(Instructions to follow):
Retype each record shown below, leaving every character as it is.

(Available records):
'''

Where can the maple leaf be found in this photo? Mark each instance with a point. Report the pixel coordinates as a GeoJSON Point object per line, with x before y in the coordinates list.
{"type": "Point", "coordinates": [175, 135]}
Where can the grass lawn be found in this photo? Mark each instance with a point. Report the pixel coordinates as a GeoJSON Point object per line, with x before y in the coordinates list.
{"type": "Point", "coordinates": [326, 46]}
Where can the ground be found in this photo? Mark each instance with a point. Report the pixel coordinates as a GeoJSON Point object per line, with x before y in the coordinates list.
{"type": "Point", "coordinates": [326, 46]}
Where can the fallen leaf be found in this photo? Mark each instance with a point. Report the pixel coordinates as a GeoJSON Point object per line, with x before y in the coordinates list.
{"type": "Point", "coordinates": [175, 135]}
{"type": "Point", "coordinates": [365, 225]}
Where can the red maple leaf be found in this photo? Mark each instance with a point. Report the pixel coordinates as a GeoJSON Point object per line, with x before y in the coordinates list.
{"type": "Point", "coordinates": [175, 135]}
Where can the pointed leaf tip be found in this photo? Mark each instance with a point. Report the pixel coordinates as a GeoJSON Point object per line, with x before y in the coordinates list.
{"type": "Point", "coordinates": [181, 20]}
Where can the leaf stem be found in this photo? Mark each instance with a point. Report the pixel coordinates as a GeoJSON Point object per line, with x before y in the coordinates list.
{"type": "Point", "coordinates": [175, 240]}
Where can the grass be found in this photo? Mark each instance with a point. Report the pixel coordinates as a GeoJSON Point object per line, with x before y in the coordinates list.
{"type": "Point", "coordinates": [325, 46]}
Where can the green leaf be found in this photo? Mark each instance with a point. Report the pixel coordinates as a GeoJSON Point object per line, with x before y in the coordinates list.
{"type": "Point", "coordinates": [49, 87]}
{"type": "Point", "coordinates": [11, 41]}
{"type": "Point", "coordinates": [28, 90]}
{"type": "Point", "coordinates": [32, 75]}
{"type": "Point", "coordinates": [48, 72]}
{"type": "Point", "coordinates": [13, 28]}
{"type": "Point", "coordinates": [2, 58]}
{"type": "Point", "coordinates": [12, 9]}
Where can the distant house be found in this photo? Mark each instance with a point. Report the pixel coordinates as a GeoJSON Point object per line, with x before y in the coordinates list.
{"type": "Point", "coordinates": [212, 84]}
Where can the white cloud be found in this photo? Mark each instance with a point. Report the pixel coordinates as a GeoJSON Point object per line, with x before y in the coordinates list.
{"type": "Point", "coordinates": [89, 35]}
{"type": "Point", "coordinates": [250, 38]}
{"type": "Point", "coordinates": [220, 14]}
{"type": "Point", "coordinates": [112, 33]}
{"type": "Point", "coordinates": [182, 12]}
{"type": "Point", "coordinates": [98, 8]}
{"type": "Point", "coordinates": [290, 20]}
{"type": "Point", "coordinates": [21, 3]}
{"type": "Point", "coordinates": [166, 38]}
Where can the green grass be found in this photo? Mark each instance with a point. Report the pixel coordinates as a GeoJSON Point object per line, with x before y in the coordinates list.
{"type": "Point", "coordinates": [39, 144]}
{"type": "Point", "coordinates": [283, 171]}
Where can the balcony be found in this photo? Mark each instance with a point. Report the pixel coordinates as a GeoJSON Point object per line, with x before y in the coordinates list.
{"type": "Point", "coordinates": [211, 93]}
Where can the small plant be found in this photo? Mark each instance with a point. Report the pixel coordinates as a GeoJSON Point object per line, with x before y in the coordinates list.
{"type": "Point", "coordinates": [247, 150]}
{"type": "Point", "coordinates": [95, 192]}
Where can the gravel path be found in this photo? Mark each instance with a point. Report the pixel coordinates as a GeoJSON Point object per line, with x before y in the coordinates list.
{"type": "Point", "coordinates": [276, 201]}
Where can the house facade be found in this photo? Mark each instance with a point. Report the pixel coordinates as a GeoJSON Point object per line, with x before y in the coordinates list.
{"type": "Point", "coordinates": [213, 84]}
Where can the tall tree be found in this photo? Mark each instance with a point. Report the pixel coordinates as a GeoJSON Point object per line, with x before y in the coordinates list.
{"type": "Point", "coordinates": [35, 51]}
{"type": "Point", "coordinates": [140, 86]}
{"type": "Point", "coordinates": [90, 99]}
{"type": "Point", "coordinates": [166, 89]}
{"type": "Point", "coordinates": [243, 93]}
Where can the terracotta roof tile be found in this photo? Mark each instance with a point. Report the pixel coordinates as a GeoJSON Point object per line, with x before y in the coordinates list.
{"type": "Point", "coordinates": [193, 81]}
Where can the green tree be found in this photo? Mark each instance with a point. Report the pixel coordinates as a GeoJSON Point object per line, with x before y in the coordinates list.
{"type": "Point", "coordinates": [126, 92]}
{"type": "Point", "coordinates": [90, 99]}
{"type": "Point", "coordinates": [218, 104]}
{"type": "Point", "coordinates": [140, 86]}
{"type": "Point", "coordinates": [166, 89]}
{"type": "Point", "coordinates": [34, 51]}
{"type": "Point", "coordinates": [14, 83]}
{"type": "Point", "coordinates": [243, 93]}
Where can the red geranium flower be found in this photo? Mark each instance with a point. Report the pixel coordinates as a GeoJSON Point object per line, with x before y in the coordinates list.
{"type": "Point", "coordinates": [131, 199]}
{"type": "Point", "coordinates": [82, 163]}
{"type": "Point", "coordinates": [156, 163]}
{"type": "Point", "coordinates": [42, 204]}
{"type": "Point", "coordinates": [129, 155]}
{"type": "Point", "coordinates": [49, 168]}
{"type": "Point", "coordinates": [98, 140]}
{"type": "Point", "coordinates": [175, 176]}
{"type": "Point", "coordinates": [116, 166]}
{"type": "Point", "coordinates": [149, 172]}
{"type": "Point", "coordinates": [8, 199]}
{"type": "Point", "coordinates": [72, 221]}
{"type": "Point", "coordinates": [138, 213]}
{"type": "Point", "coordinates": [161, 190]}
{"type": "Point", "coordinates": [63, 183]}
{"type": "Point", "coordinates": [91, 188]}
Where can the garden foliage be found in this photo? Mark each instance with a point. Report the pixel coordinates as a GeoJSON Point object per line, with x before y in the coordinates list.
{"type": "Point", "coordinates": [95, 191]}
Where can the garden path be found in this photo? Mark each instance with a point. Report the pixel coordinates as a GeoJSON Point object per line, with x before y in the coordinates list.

'''

(Solution for this exercise):
Where can the maple leaf be found in this photo? Mark each instance with a point. Report the pixel coordinates as a GeoJSON Point object per line, with x before y in the coordinates list.
{"type": "Point", "coordinates": [175, 135]}
Where can the grass lawn be found in this photo? Mark each instance with a point. Report the pixel coordinates as a GeoJSON Point object per line, with x before y in the coordinates list.
{"type": "Point", "coordinates": [326, 46]}
Where can the ground be found in this photo? Mark each instance with a point. Report the pixel coordinates as a GeoJSON Point object per line, with x before y in the coordinates list.
{"type": "Point", "coordinates": [326, 46]}
Where can the fallen leaf be found in this photo? Mark each instance with a point. Report the pixel coordinates as a GeoJSON Point object per line, with x before y in the coordinates list.
{"type": "Point", "coordinates": [175, 135]}
{"type": "Point", "coordinates": [365, 225]}
Where can the red maple leaf be found in this photo? Mark each instance with a point. Report the pixel coordinates as a GeoJSON Point object per line, with x before y in the coordinates list.
{"type": "Point", "coordinates": [175, 135]}
Where can the pointed leaf tip be found in this photo? Mark each instance with a point. Report the pixel coordinates as a GeoJSON Point object per line, with x before y in the coordinates list.
{"type": "Point", "coordinates": [181, 20]}
Where can the leaf stem be found in this photo? Mark each instance with a point. Report the pixel coordinates as a GeoJSON Point object per line, with x before y in the coordinates list.
{"type": "Point", "coordinates": [175, 240]}
Where can the grass be found in this photo? Mark each instance with a point. Report the pixel coordinates as a GeoJSON Point object per line, with x before y in the coordinates list.
{"type": "Point", "coordinates": [325, 46]}
Where can the green leaf be found in this photo? Mark each instance with a point. Report the pixel coordinates as a GeoJSON Point object per line, with x before y in the coordinates list.
{"type": "Point", "coordinates": [49, 87]}
{"type": "Point", "coordinates": [11, 41]}
{"type": "Point", "coordinates": [28, 90]}
{"type": "Point", "coordinates": [32, 75]}
{"type": "Point", "coordinates": [48, 72]}
{"type": "Point", "coordinates": [13, 28]}
{"type": "Point", "coordinates": [2, 58]}
{"type": "Point", "coordinates": [12, 9]}
Where can the distant house be found in this photo? Mark each instance with a point. Report the pixel coordinates as a GeoJSON Point object per line, with x before y in the coordinates list.
{"type": "Point", "coordinates": [212, 84]}
Where can the white cloud be found in this photo? Mark each instance with a point. Report the pixel coordinates as a GeoJSON Point object per line, with x before y in the coordinates list.
{"type": "Point", "coordinates": [89, 35]}
{"type": "Point", "coordinates": [250, 38]}
{"type": "Point", "coordinates": [220, 14]}
{"type": "Point", "coordinates": [112, 33]}
{"type": "Point", "coordinates": [182, 12]}
{"type": "Point", "coordinates": [98, 8]}
{"type": "Point", "coordinates": [290, 20]}
{"type": "Point", "coordinates": [21, 3]}
{"type": "Point", "coordinates": [166, 38]}
Where can the green grass be found in this photo? Mark each instance with a point. Report the pixel coordinates as a GeoJSON Point object per line, with x before y in the coordinates list.
{"type": "Point", "coordinates": [39, 144]}
{"type": "Point", "coordinates": [283, 171]}
Where can the balcony be found in this photo? Mark each instance with a point. Report the pixel coordinates as a GeoJSON Point object per line, with x before y in the coordinates list.
{"type": "Point", "coordinates": [211, 93]}
Where can the small plant be found in this photo? Mark each instance with a point. Report the pixel coordinates as a GeoJSON Point object per line, with x before y in the coordinates list.
{"type": "Point", "coordinates": [247, 150]}
{"type": "Point", "coordinates": [95, 192]}
Where can the gravel path be found in this photo? Mark each instance with a point. Report the pixel coordinates as a GeoJSON Point object per line, with x before y in the coordinates list.
{"type": "Point", "coordinates": [276, 201]}
Where can the house facade be found in this photo? Mark each instance with a point. Report the pixel coordinates as a GeoJSON Point object per line, with x before y in the coordinates list.
{"type": "Point", "coordinates": [213, 84]}
Where can the tall tree be found in this photo? Mark each instance with a point. Report the pixel coordinates as a GeoJSON Point object per line, with x before y in the coordinates list.
{"type": "Point", "coordinates": [35, 51]}
{"type": "Point", "coordinates": [140, 86]}
{"type": "Point", "coordinates": [90, 99]}
{"type": "Point", "coordinates": [166, 89]}
{"type": "Point", "coordinates": [243, 93]}
Where can the terracotta roof tile be found in this photo? Mark each instance with a point. Report the pixel coordinates as a GeoJSON Point object per line, with x before y in the coordinates list.
{"type": "Point", "coordinates": [193, 81]}
Where can the green tree be found in this photo? Mark each instance with a point. Report the pixel coordinates as a GeoJSON Point object per line, with x before y in the coordinates list.
{"type": "Point", "coordinates": [126, 92]}
{"type": "Point", "coordinates": [90, 99]}
{"type": "Point", "coordinates": [218, 104]}
{"type": "Point", "coordinates": [140, 86]}
{"type": "Point", "coordinates": [166, 89]}
{"type": "Point", "coordinates": [34, 51]}
{"type": "Point", "coordinates": [14, 83]}
{"type": "Point", "coordinates": [243, 93]}
Where can the red geranium flower be found in this photo? Mark each instance with a point. Report the pixel coordinates as a GeoJSON Point object per line, with x before y in the coordinates list.
{"type": "Point", "coordinates": [131, 199]}
{"type": "Point", "coordinates": [82, 163]}
{"type": "Point", "coordinates": [156, 163]}
{"type": "Point", "coordinates": [42, 204]}
{"type": "Point", "coordinates": [129, 155]}
{"type": "Point", "coordinates": [49, 168]}
{"type": "Point", "coordinates": [98, 140]}
{"type": "Point", "coordinates": [175, 176]}
{"type": "Point", "coordinates": [116, 166]}
{"type": "Point", "coordinates": [149, 172]}
{"type": "Point", "coordinates": [8, 199]}
{"type": "Point", "coordinates": [72, 221]}
{"type": "Point", "coordinates": [138, 213]}
{"type": "Point", "coordinates": [161, 190]}
{"type": "Point", "coordinates": [63, 183]}
{"type": "Point", "coordinates": [91, 188]}
Where can the garden foliage be found in this photo? Mark each instance with a point. Report the pixel coordinates as a GeoJSON Point object per line, with x before y in the coordinates list.
{"type": "Point", "coordinates": [95, 191]}
Where can the garden path be found in this photo? Mark each instance with a point. Report the pixel coordinates as a GeoJSON Point object per line, with x before y in the coordinates list.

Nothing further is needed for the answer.